### Description of the task
Reproduce verbatim the portion of the records below that begins with the line containing "Where can the reflection" and continues through the final line of the records.
════
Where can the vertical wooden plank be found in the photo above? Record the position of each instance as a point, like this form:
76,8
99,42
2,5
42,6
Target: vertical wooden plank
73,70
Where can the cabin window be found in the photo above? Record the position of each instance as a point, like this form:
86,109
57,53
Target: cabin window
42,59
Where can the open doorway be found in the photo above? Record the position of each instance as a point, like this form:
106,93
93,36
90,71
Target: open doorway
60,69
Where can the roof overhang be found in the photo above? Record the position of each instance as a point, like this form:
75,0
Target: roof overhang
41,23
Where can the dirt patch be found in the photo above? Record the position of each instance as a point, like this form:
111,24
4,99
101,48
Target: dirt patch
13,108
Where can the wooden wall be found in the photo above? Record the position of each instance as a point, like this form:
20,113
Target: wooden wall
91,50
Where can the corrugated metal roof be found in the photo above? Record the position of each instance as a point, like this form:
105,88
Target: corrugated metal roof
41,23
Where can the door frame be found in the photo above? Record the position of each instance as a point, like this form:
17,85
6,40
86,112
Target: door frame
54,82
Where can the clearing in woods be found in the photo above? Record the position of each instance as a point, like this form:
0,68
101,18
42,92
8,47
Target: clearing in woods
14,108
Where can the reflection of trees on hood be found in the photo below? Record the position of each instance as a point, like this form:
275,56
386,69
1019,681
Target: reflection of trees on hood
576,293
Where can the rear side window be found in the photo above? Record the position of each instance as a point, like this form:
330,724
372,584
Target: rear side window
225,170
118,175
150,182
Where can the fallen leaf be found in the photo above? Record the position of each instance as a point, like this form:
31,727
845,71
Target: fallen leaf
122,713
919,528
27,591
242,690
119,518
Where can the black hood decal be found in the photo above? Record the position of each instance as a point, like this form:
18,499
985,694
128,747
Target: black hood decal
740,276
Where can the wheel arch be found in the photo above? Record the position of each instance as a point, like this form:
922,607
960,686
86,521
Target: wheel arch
════
### Output below
Where can the reflection of trees on hood be found in the photo below? Record the position of each instance as a point, like this form:
275,56
386,69
1019,681
Target: reflection of trees on hood
576,293
Where can the rear side window be found in the photo above? Record the position of each instance as a point, like this form:
330,724
372,584
Target: rear side window
225,170
118,175
150,182
Where can the fallen leaf be found in the photo above? Record the position of each instance as a point, like this form:
31,727
845,71
Target: fallen leaf
122,713
919,528
27,591
242,690
119,518
Where can the black hood decal be found in the photo above? Record the position of each instance as a point, like this form:
18,499
985,694
128,747
Target: black hood decal
740,276
Where can the wheel arch be found in the photo above? Record the position of each instance as a point, like this form:
922,607
960,686
86,521
Target: wheel arch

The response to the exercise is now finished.